THE EXERCISE:
Pictures do not belong in the copy; restate the records below word for word.

[Start]

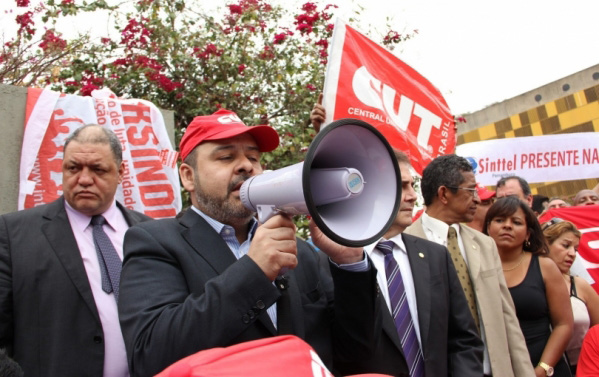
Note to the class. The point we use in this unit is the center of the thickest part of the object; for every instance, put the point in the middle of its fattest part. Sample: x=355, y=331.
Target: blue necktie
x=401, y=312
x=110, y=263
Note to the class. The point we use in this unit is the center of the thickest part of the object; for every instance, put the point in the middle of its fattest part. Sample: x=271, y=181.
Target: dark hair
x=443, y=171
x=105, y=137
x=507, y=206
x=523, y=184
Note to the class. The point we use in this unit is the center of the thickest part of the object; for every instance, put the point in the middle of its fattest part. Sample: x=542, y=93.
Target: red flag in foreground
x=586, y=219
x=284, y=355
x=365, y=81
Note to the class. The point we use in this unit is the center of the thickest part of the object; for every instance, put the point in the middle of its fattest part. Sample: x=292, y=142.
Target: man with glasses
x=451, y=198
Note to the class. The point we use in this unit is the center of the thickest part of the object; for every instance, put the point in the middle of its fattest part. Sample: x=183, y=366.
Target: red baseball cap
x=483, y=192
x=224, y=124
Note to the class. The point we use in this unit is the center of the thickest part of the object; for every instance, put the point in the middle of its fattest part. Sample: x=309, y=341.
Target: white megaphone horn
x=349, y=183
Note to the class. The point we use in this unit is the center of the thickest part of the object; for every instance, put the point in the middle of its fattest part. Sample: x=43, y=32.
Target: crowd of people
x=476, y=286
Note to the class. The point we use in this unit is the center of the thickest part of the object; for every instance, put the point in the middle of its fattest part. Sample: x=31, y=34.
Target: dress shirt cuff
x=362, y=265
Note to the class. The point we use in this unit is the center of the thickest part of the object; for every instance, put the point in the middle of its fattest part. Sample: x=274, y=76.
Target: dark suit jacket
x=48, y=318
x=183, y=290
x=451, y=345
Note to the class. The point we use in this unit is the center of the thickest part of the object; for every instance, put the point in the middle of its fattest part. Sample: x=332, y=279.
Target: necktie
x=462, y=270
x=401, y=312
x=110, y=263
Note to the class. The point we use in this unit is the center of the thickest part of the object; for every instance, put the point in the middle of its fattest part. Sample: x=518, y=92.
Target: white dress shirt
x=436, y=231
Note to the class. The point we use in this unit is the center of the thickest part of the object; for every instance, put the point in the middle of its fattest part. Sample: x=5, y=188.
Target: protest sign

[End]

ANSWER BELOW:
Note to the class. The point we use in this unit is the center of the thickest part of the object; for every instance, put the point in the middle of its fattest part. Sample: x=355, y=331.
Target: blue necktie
x=401, y=312
x=110, y=263
Note to the class. The point we use in this unit is the center of the thickest part of the object; for every instance, put the point in the middle of its fattest part. Sample: x=271, y=181.
Target: dark hair
x=443, y=171
x=105, y=137
x=507, y=206
x=523, y=184
Note to the class. The point we use in this unit is the center of the thickest part of the object; for every instance, put the point in the middle of its fattest part. Sample: x=542, y=93.
Target: red flag in foreground
x=586, y=219
x=284, y=355
x=365, y=81
Note to the class. The point we use in this unit is the center of the thickest part of the object; for every instance, put the point in the middle of its fattest part. Sample: x=292, y=142.
Target: man with glasses
x=451, y=198
Note to the class. The point we use in this unit is the center of the thickest part of the object; for every instance, put the point in the middle of its fattest part. Sample: x=183, y=366.
Target: red baseball cap
x=483, y=192
x=224, y=124
Note to the class. The point we use in this unit is the center of the thickest part of the object; for every instance, put the point in the middle of its fattest part. Sample: x=309, y=341.
Target: white megaphone horn
x=349, y=183
Note to the class. The point we use in this unit is the center of the thickest part of the object; for every instance, put the point in the middle of its fattest part. Sample: x=43, y=32.
Target: crowd of people
x=476, y=286
Note to the class. The point we use in this unit is the center of the thickest part of the object; for every instance, put the point in the middle of its fattest part. Sample: x=31, y=34.
Target: dress shirt cuff
x=362, y=265
Note to the class. The point we use in this unit is the center of the thickest part of the object; for every instance, put the point in the middle of its fattest part. Sample: x=274, y=76.
Target: dark suit jacket
x=48, y=318
x=183, y=290
x=451, y=345
Note to the class. The point we use in this unit is the center of the thickest part of the object; for every instance, put the point in the middle of its fattest part. Sample: x=332, y=279.
Target: necktie
x=462, y=270
x=401, y=312
x=110, y=263
Note to the class. The point we use in this unit is the center of the thickest part of the object; for every instance, put the point in the middle of its fattest part. Sample: x=518, y=92.
Target: white dress shirt
x=436, y=231
Note to the class. The point we use in this unit is the center of the thickest part of the object; for every instance, put the point in the middle of its fattest part. Sample: x=5, y=188.
Target: protest sign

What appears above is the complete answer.